#### EXERCISE PROMPT
Pick out and copy every line below that has the word "rough".
(Beginning of EXERCISE MATERIAL)
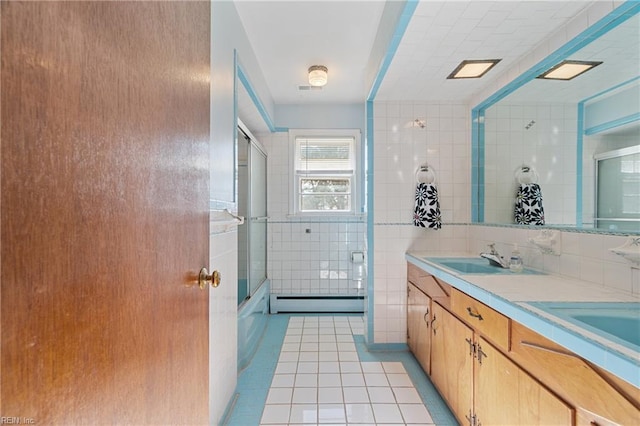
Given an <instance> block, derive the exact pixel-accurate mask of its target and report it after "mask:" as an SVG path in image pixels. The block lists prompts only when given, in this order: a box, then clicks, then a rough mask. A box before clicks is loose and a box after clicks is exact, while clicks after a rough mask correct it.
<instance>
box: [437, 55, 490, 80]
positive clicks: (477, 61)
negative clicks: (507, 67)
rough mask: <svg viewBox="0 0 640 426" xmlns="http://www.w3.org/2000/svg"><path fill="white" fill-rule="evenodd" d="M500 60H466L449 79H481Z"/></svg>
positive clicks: (447, 78) (481, 59)
mask: <svg viewBox="0 0 640 426" xmlns="http://www.w3.org/2000/svg"><path fill="white" fill-rule="evenodd" d="M498 62H500V59H465V60H464V61H462V62H460V65H458V66H457V67H456V69H455V70H453V72H452V73H451V74H449V76H448V77H447V79H457V78H480V77H482V76H483V75H485V74H486V73H487V72H488V71H489V70H490V69H491V68H493V67H494V66H495V65H496V64H497V63H498Z"/></svg>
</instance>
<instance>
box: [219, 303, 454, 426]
mask: <svg viewBox="0 0 640 426" xmlns="http://www.w3.org/2000/svg"><path fill="white" fill-rule="evenodd" d="M313 316H316V317H319V315H314V314H307V315H287V314H277V315H270V316H269V319H268V322H267V327H266V330H265V333H264V335H263V337H262V340H261V342H260V343H259V346H258V349H257V352H256V354H255V356H254V357H253V359H252V360H251V362H250V363H249V365H248V366H247V367H246V368H245V369H244V370H243V371H241V372H240V374H239V375H238V385H237V389H236V397H235V401H234V403H233V404H232V406H231V407H230V409H229V413H228V414H227V416H226V420H225V423H224V424H225V425H229V426H258V425H260V421H261V419H262V414H263V409H264V407H265V404H266V402H267V395H268V394H269V389H270V387H271V382H272V379H273V377H274V374H275V372H276V366H277V364H278V360H279V357H280V354H281V349H282V348H283V343H284V341H285V334H286V333H287V327H288V325H289V321H290V319H291V318H294V317H305V318H306V317H313ZM333 316H335V317H338V315H333ZM353 341H354V343H355V347H356V351H357V356H358V358H359V361H360V362H381V363H384V362H400V363H402V365H403V366H404V368H405V370H406V372H407V374H408V375H409V377H410V378H411V381H412V382H413V385H414V387H415V389H416V390H417V392H418V394H419V395H420V397H421V398H422V401H423V403H424V405H425V406H426V407H427V409H428V411H429V414H430V415H431V421H432V423H431V422H430V423H429V424H435V425H443V426H444V425H457V424H458V423H457V422H456V420H455V418H454V417H453V414H452V413H451V411H450V410H449V408H448V407H447V405H446V404H445V402H444V401H443V400H442V398H441V397H440V395H439V394H438V392H437V391H436V389H435V388H434V386H433V384H432V383H431V381H430V380H429V378H428V377H427V376H426V375H425V373H424V372H423V371H422V369H421V367H420V365H419V364H418V362H417V361H416V359H415V358H414V357H413V355H412V354H411V353H410V352H408V351H375V352H370V351H368V350H367V347H366V345H365V342H364V337H363V336H362V335H354V336H353ZM283 424H288V423H287V422H283ZM313 424H322V422H320V421H319V422H318V423H313ZM343 424H346V423H345V422H343ZM349 424H351V423H349Z"/></svg>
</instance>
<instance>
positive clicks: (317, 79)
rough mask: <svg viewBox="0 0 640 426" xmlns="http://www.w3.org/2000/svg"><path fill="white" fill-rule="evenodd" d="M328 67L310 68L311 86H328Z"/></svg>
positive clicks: (311, 67) (319, 65)
mask: <svg viewBox="0 0 640 426" xmlns="http://www.w3.org/2000/svg"><path fill="white" fill-rule="evenodd" d="M327 71H328V70H327V67H325V66H324V65H312V66H310V67H309V84H310V85H312V86H315V87H322V86H324V85H325V84H327Z"/></svg>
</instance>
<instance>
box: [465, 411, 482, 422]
mask: <svg viewBox="0 0 640 426" xmlns="http://www.w3.org/2000/svg"><path fill="white" fill-rule="evenodd" d="M465 418H466V419H467V420H468V421H469V426H482V423H480V419H478V416H476V415H475V414H471V410H469V415H468V416H467V415H465Z"/></svg>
(End of EXERCISE MATERIAL)
#### TASK RESPONSE
Given an <instance> block, derive the exact pixel-accurate mask of its target and report it after "mask:" as an SVG path in image pixels. The block lists prompts only when given, in this order: a box, then clicks, then a rough mask. A box before clicks is loose and a box after clicks is exact, while clicks after a rough mask correct it.
rough mask: <svg viewBox="0 0 640 426" xmlns="http://www.w3.org/2000/svg"><path fill="white" fill-rule="evenodd" d="M500 60H466L449 79H481Z"/></svg>
rough mask: <svg viewBox="0 0 640 426" xmlns="http://www.w3.org/2000/svg"><path fill="white" fill-rule="evenodd" d="M328 67L310 68L311 86H328Z"/></svg>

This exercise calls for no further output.